- Task description: Retype, word for word, every line starting at the line with "lavender field and report the position of each." and ending with the final line of the entries; skip the pictures.

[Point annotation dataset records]
-- BEGIN --

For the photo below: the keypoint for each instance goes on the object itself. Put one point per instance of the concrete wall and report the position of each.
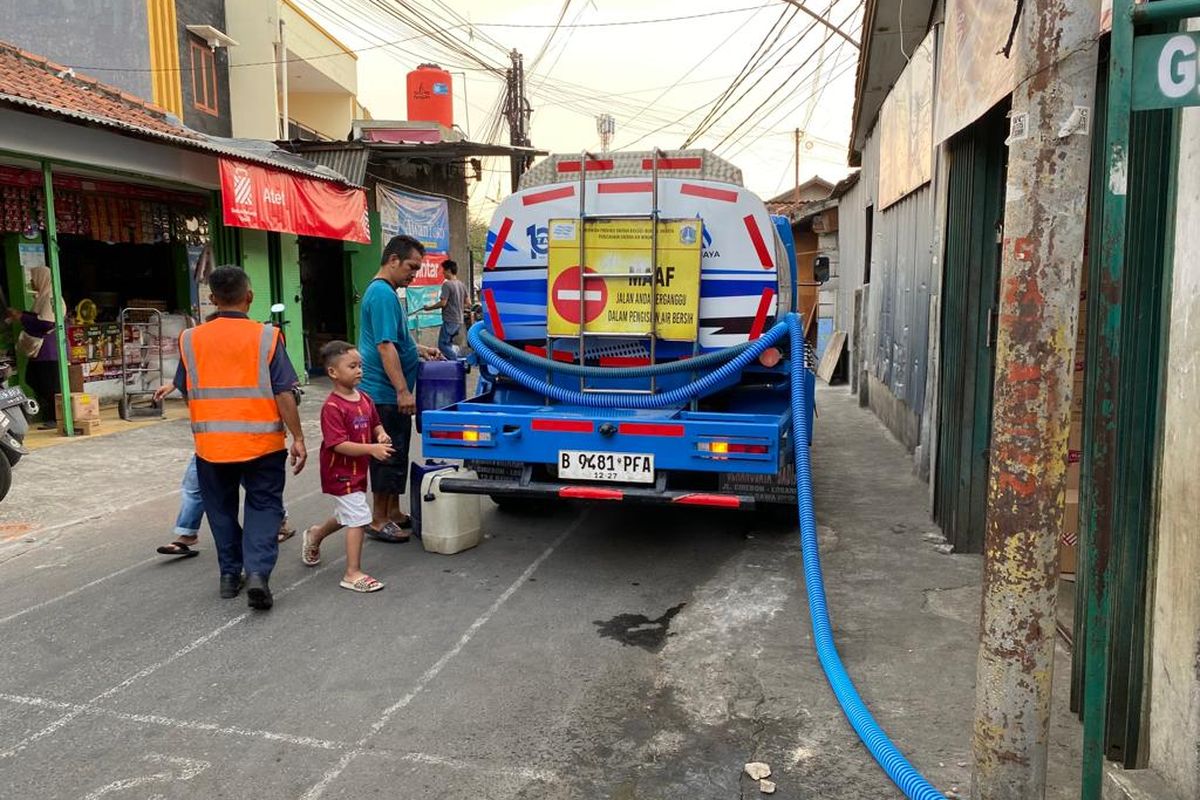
(329, 114)
(203, 12)
(313, 43)
(253, 88)
(85, 34)
(1175, 644)
(894, 346)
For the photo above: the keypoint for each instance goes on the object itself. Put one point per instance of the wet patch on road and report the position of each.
(639, 630)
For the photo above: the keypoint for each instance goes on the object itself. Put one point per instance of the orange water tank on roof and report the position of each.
(430, 97)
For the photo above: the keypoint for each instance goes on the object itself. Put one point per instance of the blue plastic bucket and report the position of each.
(439, 384)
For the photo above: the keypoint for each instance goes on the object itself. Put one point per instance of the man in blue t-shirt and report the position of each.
(390, 360)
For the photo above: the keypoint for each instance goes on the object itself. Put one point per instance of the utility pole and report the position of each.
(796, 197)
(517, 112)
(1049, 157)
(606, 126)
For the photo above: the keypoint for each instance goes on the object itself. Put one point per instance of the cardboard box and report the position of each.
(83, 405)
(1068, 542)
(1068, 558)
(83, 427)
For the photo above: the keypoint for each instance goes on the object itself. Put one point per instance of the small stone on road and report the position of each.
(757, 770)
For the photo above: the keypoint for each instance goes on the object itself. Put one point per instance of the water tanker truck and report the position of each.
(617, 292)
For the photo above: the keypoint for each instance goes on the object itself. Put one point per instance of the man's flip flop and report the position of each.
(389, 533)
(178, 548)
(365, 584)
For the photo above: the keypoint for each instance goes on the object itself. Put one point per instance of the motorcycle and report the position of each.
(15, 413)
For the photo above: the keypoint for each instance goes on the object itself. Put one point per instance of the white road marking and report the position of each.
(153, 668)
(433, 759)
(189, 769)
(331, 775)
(168, 722)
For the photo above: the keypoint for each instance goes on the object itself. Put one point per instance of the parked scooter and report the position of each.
(15, 413)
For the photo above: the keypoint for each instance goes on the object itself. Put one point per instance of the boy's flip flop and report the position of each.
(178, 548)
(365, 584)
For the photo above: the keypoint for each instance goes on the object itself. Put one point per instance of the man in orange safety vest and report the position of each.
(238, 382)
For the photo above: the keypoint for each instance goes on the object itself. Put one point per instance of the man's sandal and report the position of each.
(365, 584)
(179, 548)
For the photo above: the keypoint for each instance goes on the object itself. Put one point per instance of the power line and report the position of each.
(715, 114)
(832, 78)
(750, 65)
(772, 95)
(630, 22)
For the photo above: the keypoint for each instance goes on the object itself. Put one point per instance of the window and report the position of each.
(204, 79)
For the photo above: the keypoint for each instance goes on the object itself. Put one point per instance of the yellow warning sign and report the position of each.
(615, 293)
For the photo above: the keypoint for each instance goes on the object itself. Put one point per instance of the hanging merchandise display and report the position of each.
(120, 245)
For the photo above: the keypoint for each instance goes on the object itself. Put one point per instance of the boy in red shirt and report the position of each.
(351, 437)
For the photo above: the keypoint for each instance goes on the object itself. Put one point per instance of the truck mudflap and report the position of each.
(563, 491)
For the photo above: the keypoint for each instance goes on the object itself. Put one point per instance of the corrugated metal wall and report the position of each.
(903, 266)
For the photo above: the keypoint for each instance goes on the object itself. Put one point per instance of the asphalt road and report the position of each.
(581, 653)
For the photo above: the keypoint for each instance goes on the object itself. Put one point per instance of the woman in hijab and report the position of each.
(39, 342)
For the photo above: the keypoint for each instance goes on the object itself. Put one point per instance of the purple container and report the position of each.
(439, 384)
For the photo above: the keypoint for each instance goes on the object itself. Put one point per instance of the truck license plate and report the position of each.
(589, 465)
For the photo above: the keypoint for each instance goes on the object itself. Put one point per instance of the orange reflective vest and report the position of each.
(229, 396)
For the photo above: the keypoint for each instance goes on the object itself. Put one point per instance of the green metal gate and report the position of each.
(970, 295)
(1128, 316)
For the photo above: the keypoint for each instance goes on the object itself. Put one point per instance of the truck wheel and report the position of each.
(5, 476)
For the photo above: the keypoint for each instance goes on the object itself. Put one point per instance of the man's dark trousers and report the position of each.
(251, 546)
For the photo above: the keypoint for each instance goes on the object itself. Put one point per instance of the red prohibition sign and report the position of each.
(565, 295)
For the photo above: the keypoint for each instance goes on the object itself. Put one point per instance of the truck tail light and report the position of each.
(719, 447)
(463, 434)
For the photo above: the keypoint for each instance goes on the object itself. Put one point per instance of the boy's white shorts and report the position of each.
(352, 510)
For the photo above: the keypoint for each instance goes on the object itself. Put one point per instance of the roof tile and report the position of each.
(35, 78)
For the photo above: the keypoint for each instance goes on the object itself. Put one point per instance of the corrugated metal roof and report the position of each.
(277, 158)
(351, 162)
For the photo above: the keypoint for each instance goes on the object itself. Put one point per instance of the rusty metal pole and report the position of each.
(1043, 245)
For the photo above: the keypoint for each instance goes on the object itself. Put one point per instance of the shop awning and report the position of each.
(270, 199)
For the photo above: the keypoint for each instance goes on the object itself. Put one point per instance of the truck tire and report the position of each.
(5, 476)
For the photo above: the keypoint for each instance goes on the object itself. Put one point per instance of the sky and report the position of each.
(658, 79)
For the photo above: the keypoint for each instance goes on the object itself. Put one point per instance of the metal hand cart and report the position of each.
(142, 364)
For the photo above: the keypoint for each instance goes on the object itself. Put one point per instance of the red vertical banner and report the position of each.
(270, 199)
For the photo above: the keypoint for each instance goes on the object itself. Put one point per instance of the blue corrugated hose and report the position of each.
(886, 753)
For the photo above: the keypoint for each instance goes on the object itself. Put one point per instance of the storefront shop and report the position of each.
(123, 247)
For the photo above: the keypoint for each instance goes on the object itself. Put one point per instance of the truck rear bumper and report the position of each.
(559, 491)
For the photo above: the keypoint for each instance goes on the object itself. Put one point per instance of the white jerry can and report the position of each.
(450, 523)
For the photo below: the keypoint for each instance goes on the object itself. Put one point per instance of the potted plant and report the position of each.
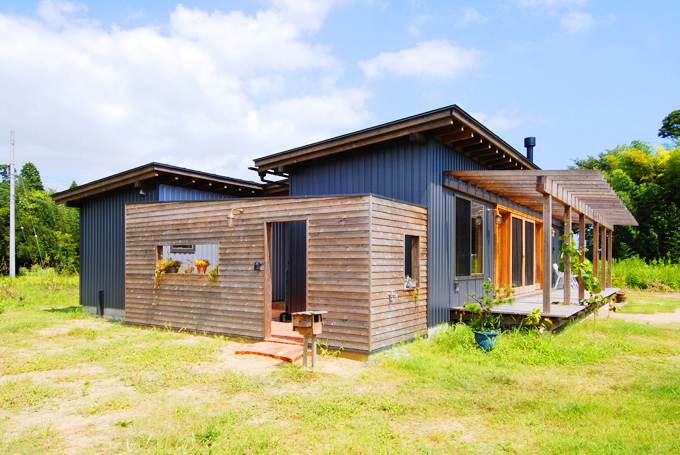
(167, 266)
(163, 267)
(486, 325)
(201, 265)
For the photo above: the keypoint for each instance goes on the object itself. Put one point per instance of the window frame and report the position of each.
(470, 248)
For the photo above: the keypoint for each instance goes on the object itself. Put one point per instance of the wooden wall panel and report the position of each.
(355, 257)
(404, 318)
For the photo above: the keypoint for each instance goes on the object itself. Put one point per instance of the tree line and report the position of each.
(647, 179)
(47, 235)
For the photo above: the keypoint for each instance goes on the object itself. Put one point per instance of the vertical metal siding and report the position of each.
(102, 246)
(412, 173)
(168, 193)
(396, 169)
(441, 295)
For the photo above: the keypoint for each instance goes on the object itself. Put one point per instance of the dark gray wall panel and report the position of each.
(102, 246)
(412, 173)
(397, 169)
(441, 293)
(168, 193)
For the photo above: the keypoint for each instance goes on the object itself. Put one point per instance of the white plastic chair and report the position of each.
(559, 284)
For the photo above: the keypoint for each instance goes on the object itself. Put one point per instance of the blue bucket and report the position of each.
(485, 340)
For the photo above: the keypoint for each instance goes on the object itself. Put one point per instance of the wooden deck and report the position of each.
(526, 303)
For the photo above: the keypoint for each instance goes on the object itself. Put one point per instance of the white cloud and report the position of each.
(212, 92)
(61, 14)
(551, 3)
(504, 120)
(577, 22)
(419, 21)
(471, 15)
(429, 59)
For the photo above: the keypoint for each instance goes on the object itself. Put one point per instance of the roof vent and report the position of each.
(530, 143)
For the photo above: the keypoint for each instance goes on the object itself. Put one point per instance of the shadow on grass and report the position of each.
(68, 309)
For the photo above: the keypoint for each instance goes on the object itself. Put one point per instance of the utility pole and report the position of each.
(12, 249)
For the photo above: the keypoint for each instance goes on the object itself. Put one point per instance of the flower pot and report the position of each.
(485, 340)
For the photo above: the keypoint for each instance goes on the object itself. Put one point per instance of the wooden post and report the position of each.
(609, 259)
(603, 258)
(305, 341)
(582, 257)
(596, 247)
(547, 243)
(567, 264)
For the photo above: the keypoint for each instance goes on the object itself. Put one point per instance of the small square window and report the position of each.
(183, 249)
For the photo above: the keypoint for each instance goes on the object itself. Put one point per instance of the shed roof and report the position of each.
(141, 176)
(451, 125)
(585, 190)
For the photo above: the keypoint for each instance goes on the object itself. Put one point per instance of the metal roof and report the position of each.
(451, 125)
(585, 190)
(166, 174)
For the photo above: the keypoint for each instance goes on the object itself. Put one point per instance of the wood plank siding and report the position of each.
(355, 257)
(405, 317)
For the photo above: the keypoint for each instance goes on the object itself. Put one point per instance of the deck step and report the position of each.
(288, 352)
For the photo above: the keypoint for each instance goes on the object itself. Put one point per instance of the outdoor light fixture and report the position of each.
(497, 217)
(231, 218)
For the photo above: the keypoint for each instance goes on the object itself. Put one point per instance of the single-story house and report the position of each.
(387, 229)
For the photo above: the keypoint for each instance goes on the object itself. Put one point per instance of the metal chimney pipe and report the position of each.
(530, 143)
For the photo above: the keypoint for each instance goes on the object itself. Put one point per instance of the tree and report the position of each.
(31, 176)
(670, 126)
(647, 179)
(56, 227)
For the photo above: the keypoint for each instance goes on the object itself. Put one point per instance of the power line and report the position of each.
(30, 214)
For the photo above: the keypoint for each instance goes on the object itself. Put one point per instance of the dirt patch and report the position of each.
(65, 327)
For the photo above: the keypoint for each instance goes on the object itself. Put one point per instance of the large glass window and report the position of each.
(522, 252)
(528, 253)
(469, 237)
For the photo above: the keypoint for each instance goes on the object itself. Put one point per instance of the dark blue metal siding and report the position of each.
(102, 246)
(168, 193)
(441, 294)
(412, 173)
(396, 169)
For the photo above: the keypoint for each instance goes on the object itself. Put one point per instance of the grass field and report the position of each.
(74, 384)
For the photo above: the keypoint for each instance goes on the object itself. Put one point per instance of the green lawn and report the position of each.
(651, 303)
(73, 383)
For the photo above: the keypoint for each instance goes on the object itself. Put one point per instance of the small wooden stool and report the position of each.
(308, 323)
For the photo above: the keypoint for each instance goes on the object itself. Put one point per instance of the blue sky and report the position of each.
(97, 87)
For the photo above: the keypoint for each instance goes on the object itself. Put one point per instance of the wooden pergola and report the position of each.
(580, 196)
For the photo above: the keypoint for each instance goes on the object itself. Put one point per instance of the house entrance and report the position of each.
(286, 275)
(519, 254)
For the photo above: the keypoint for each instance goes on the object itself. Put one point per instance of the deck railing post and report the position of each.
(567, 264)
(545, 185)
(603, 259)
(582, 257)
(609, 258)
(596, 247)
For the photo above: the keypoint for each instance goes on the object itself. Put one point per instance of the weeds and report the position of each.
(635, 273)
(603, 386)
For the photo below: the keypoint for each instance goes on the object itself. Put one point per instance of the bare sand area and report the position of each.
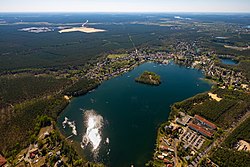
(81, 29)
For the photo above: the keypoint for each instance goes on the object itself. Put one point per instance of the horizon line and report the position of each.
(132, 12)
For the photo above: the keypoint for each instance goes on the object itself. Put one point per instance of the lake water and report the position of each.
(130, 113)
(228, 61)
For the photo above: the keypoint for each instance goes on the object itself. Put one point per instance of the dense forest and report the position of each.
(16, 89)
(233, 105)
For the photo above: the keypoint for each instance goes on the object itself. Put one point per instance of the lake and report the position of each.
(228, 61)
(128, 113)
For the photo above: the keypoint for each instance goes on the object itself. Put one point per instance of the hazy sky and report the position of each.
(125, 6)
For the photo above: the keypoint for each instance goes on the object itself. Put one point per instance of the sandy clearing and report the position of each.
(214, 96)
(81, 29)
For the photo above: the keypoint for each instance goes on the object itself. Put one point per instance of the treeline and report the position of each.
(226, 157)
(240, 133)
(81, 87)
(19, 131)
(16, 89)
(233, 106)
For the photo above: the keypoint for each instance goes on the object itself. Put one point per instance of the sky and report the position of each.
(233, 6)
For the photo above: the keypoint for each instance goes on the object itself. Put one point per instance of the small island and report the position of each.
(150, 78)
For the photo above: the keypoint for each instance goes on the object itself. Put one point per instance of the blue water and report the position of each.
(228, 61)
(133, 111)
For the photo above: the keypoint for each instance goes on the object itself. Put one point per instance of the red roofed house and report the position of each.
(205, 122)
(200, 130)
(3, 161)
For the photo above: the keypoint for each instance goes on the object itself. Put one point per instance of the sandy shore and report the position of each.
(82, 29)
(215, 97)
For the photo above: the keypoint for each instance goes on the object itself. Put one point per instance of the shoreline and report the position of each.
(75, 144)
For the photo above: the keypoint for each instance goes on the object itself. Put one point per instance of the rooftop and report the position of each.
(200, 129)
(205, 121)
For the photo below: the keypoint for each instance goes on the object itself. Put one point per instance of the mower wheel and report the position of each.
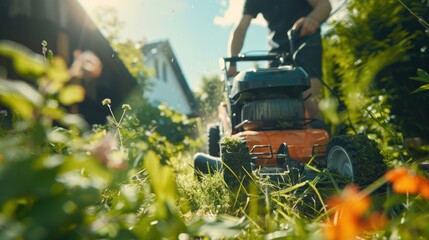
(213, 138)
(356, 157)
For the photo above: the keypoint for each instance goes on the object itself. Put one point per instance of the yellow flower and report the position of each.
(349, 219)
(106, 101)
(406, 181)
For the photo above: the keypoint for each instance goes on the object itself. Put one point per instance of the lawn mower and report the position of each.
(264, 108)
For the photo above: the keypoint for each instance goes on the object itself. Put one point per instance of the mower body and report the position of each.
(266, 108)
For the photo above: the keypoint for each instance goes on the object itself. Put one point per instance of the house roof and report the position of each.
(164, 47)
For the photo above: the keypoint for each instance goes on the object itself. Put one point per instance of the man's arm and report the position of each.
(236, 40)
(311, 23)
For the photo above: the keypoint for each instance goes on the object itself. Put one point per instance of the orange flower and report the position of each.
(348, 220)
(406, 181)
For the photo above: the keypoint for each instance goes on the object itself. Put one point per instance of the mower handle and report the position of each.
(281, 57)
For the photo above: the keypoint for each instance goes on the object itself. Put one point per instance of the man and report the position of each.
(303, 16)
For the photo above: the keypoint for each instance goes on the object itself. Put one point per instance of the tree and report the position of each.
(370, 58)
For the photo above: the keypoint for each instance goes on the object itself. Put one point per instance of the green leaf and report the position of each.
(421, 88)
(20, 97)
(71, 94)
(162, 178)
(422, 76)
(26, 63)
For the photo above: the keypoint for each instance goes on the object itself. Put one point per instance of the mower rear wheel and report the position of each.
(356, 157)
(213, 138)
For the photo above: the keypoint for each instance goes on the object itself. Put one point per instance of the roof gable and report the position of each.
(163, 47)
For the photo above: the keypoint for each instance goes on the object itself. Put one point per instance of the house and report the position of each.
(168, 84)
(67, 28)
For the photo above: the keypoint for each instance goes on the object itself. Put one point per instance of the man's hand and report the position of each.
(308, 25)
(232, 71)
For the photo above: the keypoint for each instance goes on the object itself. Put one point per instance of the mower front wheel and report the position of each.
(356, 157)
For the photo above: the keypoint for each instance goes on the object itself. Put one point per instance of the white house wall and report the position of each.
(170, 91)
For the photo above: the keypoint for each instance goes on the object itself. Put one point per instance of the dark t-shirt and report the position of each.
(280, 16)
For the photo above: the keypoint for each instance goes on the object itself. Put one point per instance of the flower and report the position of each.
(407, 181)
(86, 65)
(126, 107)
(350, 219)
(106, 101)
(106, 152)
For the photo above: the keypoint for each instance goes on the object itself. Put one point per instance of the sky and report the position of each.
(198, 30)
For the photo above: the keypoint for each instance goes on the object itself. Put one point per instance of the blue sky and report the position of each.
(197, 30)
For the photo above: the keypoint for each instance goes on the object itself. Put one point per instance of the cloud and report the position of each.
(232, 13)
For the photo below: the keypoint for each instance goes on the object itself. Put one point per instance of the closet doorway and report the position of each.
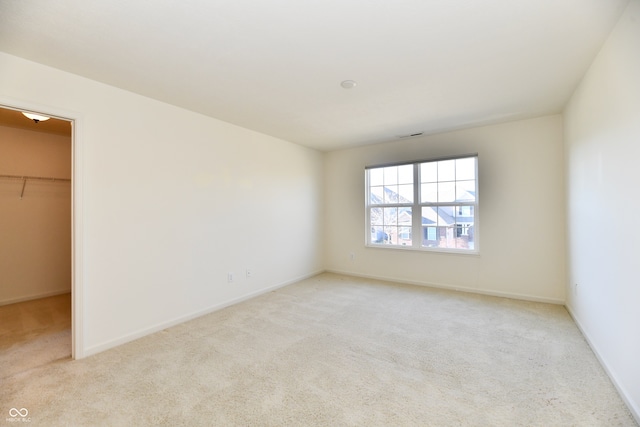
(35, 240)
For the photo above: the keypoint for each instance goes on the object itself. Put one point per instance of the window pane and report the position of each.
(465, 191)
(446, 191)
(376, 176)
(429, 215)
(391, 194)
(378, 235)
(466, 169)
(429, 193)
(405, 174)
(404, 216)
(429, 172)
(376, 195)
(390, 216)
(448, 197)
(406, 193)
(375, 216)
(447, 170)
(404, 236)
(391, 175)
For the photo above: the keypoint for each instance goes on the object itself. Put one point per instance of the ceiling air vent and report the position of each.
(411, 135)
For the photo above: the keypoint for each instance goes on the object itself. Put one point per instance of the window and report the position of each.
(429, 205)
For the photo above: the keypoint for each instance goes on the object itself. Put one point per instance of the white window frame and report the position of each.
(416, 206)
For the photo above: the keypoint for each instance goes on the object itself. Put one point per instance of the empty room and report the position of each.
(320, 213)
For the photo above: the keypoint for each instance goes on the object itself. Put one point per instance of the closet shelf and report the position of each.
(25, 178)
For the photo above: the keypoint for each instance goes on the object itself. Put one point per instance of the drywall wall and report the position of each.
(35, 231)
(602, 125)
(170, 202)
(521, 212)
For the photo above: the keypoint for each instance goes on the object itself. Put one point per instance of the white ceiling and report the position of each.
(275, 66)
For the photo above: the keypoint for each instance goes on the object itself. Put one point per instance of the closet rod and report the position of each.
(24, 179)
(41, 178)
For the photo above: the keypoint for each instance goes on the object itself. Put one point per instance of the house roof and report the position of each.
(276, 66)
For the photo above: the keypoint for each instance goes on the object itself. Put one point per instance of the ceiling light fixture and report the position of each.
(348, 84)
(36, 117)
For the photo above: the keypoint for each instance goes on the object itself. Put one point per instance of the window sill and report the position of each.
(425, 250)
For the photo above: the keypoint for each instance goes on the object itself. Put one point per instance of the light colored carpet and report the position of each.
(338, 351)
(34, 333)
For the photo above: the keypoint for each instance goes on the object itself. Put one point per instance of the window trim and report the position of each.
(416, 209)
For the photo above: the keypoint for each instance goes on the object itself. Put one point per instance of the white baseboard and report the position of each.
(622, 391)
(178, 320)
(454, 288)
(32, 297)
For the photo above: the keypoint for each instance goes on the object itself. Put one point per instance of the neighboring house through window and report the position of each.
(429, 205)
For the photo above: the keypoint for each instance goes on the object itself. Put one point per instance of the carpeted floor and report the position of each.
(338, 351)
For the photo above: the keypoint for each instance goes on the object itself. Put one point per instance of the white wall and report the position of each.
(171, 202)
(35, 231)
(602, 126)
(521, 213)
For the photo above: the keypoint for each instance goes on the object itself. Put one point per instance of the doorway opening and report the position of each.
(37, 323)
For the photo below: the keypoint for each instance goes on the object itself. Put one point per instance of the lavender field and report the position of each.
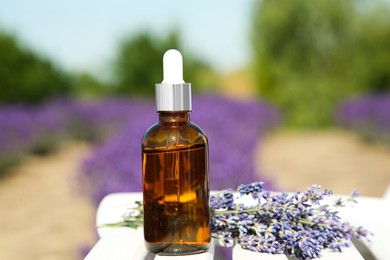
(234, 130)
(116, 126)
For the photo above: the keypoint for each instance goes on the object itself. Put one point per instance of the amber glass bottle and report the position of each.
(175, 175)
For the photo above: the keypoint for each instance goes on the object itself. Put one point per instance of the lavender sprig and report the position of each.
(299, 224)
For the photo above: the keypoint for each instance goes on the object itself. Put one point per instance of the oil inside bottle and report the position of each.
(176, 219)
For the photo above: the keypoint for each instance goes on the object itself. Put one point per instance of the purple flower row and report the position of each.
(369, 115)
(233, 129)
(41, 128)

-- END --

- Response to the exercise:
For the photo below: the keypoint for each instance goes on the object itself. Put one point per instance of the lavender field and report the position of each.
(234, 130)
(116, 126)
For the photo above: the keypoint for each instance goes on the object itself. Put one point per instance of the amber glass bottle and report the position of each.
(175, 175)
For the photo above: the keypoint for each instance goes on the object itself. Put one point per instance of the lavender sprig and report the position of each.
(299, 224)
For the photo above: the keypoint for each instance goes on the object itself. Put one point per instance of the oil inside bottle and report the position of each.
(176, 219)
For the photo above: the keypoint for each instance goes on the object itself. Put one point per instance of the purple flower row and report the position of each.
(369, 115)
(233, 129)
(41, 128)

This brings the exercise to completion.